=== Supplied text ===
Briefly

Saudi Arabia

Five agents killed as pilgrimage begins

Five Saudi security agents were killed in a shootout with terror suspects Thursday in the Saudi capital, as nearly 2 million Muslims from around the world began the annual hajj pilgrimage to Mecca amid heightened security after a year of terror attacks in the kingdom.

Bombings killed 51 people, including eight Americans, at housing compounds for foreigners in 2003; Saudi and U.S. officials have blamed the al-Qaida network of Osama bin Laden, a Saudi exile.

Suspected terrorists exchanged fire with Saudi security forces raiding a house Thursday in Riyadh, and the Interior Ministry said five Saudi agents and the father of a suspect were killed. Several suspects were detained.

Mexico

Police questioned about border deaths

Authorities questioned 13 state police Thursday about drug trafficking and the murders of at least a dozen people, feeding fears that officers in the gritty border city of Ciudad Juarez take part in the crime they should be fighting.

The 13 officers were detained Wednesday. Their commander and three fellow officers were being sought.

A state police spokesman acknowledged officials have been unable to clean up the force despite firing about 300 officers in the past two years. Thousands of other local, state and federal lawmen in Mexico have been dismissed in recent years.

=== Task brief ===
From the news briefs, output the passage from "Suspected terrorists exchanged" up to and including "in recent years.", word for word. The material comes from a separate source and has no connection to the news briefs.

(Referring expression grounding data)
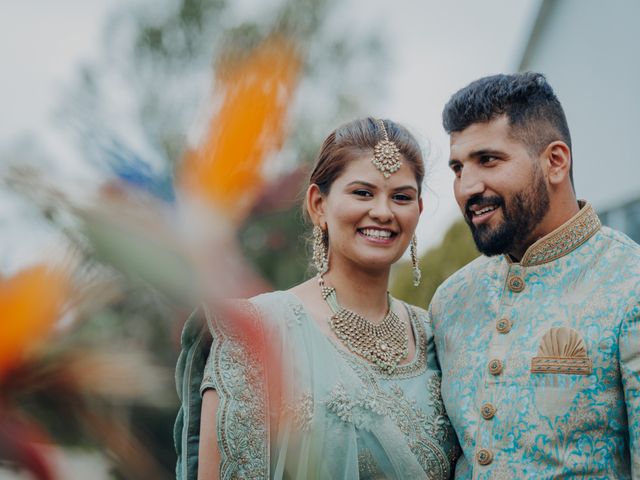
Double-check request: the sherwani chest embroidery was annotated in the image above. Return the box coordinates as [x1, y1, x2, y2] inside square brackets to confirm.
[430, 205, 640, 478]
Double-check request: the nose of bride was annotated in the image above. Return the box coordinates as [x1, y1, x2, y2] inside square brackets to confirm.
[369, 202, 393, 223]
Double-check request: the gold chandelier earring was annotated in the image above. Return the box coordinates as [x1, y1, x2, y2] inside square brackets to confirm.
[409, 233, 422, 287]
[313, 225, 329, 280]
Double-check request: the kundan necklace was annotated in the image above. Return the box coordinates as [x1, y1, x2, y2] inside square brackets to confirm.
[320, 282, 409, 373]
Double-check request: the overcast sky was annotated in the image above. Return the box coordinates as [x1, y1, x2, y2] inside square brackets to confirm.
[0, 0, 539, 270]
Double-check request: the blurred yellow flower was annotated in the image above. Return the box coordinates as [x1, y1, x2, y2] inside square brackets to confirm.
[179, 38, 300, 222]
[0, 265, 71, 379]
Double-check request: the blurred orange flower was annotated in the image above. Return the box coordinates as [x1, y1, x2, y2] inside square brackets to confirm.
[0, 265, 71, 379]
[179, 37, 300, 222]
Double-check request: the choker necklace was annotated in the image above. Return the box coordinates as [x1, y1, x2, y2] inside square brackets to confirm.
[320, 282, 409, 373]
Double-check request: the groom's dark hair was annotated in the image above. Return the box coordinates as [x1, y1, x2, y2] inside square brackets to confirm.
[442, 72, 573, 183]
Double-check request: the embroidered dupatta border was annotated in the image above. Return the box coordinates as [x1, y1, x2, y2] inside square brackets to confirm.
[204, 300, 270, 479]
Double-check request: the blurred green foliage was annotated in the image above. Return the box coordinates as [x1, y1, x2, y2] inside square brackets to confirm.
[59, 0, 386, 288]
[390, 219, 480, 308]
[34, 0, 386, 470]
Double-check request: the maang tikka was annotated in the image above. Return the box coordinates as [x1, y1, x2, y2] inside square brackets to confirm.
[371, 119, 402, 178]
[409, 233, 422, 287]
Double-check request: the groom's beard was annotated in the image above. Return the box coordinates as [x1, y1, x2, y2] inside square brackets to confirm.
[464, 168, 549, 256]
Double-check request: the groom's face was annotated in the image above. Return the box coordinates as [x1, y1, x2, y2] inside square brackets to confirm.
[449, 116, 549, 255]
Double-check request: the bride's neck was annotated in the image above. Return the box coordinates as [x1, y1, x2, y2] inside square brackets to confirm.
[324, 262, 389, 321]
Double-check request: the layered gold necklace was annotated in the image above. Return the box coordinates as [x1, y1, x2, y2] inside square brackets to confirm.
[321, 284, 409, 373]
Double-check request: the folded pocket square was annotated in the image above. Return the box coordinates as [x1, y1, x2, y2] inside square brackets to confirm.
[531, 327, 593, 375]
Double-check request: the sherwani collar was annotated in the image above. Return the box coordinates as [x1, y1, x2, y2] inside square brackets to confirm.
[505, 200, 602, 267]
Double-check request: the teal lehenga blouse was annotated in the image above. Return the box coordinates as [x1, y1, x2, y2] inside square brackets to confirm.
[175, 292, 459, 480]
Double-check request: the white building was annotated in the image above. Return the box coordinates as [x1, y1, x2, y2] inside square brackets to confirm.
[519, 0, 640, 242]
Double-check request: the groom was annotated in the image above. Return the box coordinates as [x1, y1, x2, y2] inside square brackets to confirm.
[430, 72, 640, 480]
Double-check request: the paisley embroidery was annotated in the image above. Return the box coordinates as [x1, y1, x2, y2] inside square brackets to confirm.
[205, 301, 269, 479]
[430, 205, 640, 480]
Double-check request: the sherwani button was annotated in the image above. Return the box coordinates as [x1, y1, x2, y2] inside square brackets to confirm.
[496, 318, 511, 333]
[489, 358, 502, 375]
[507, 275, 524, 293]
[480, 403, 496, 420]
[476, 448, 493, 465]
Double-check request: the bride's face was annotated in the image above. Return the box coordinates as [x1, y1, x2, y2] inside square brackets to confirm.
[310, 152, 422, 270]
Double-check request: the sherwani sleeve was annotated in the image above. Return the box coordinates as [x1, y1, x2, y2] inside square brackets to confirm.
[619, 302, 640, 478]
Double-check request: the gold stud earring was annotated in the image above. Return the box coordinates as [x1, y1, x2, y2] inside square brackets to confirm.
[409, 233, 422, 287]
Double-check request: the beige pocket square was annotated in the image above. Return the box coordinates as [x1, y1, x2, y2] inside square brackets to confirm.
[531, 327, 593, 375]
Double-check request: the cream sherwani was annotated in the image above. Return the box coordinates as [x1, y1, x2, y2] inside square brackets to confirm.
[429, 204, 640, 480]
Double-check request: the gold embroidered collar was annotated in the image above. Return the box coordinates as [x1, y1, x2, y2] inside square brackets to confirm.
[507, 200, 602, 267]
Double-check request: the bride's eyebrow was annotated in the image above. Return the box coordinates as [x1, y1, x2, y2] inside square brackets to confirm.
[347, 180, 378, 188]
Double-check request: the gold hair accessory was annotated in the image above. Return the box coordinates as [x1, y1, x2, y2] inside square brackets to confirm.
[371, 119, 402, 178]
[321, 282, 409, 373]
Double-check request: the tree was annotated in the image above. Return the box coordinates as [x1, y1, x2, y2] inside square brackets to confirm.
[60, 0, 384, 288]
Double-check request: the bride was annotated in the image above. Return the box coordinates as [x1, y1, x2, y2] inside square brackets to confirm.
[176, 118, 459, 480]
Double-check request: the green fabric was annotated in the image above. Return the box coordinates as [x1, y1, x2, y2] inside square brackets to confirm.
[173, 309, 212, 480]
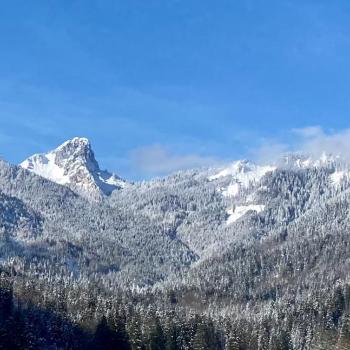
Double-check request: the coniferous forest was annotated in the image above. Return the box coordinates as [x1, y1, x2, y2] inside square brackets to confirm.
[0, 148, 350, 350]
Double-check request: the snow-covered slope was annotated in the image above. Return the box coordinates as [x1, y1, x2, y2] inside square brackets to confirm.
[209, 160, 276, 197]
[20, 137, 127, 199]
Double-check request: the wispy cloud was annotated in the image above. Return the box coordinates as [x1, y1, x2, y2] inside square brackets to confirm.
[130, 145, 222, 175]
[250, 125, 350, 163]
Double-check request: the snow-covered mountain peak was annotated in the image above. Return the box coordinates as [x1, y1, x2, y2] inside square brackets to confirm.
[20, 137, 126, 199]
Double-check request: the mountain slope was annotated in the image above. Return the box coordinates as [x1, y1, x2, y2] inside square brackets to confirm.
[20, 137, 127, 199]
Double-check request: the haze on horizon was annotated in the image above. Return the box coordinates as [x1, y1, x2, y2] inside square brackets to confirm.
[0, 0, 350, 179]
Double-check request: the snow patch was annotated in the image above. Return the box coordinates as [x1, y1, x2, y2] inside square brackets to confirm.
[20, 152, 70, 185]
[226, 204, 265, 225]
[209, 160, 276, 197]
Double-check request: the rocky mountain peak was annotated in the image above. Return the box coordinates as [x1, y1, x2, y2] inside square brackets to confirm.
[20, 137, 126, 199]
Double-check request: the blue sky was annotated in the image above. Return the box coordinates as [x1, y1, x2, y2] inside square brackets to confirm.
[0, 0, 350, 179]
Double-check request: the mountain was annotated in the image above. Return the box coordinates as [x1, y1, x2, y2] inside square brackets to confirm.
[0, 149, 350, 350]
[20, 137, 127, 199]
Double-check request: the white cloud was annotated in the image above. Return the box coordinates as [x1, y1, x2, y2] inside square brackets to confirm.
[131, 145, 221, 175]
[299, 126, 350, 159]
[251, 125, 350, 163]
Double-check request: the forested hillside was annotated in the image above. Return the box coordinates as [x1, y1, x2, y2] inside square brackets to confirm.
[0, 142, 350, 350]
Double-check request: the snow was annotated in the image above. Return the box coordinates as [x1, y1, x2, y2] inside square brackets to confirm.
[20, 152, 70, 185]
[226, 204, 265, 225]
[20, 137, 127, 195]
[209, 160, 276, 197]
[329, 170, 350, 186]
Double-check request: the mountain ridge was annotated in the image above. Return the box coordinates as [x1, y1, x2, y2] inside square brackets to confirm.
[20, 137, 127, 199]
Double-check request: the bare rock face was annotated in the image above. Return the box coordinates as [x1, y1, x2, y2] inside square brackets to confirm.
[20, 137, 127, 200]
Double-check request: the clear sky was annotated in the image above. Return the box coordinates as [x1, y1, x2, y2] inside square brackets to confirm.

=== Answer to the exercise ===
Suspected terrorists exchanged fire with Saudi security forces raiding a house Thursday in Riyadh, and the Interior Ministry said five Saudi agents and the father of a suspect were killed. Several suspects were detained.

Mexico

Police questioned about border deaths

Authorities questioned 13 state police Thursday about drug trafficking and the murders of at least a dozen people, feeding fears that officers in the gritty border city of Ciudad Juarez take part in the crime they should be fighting.

The 13 officers were detained Wednesday. Their commander and three fellow officers were being sought.

A state police spokesman acknowledged officials have been unable to clean up the force despite firing about 300 officers in the past two years. Thousands of other local, state and federal lawmen in Mexico have been dismissed in recent years.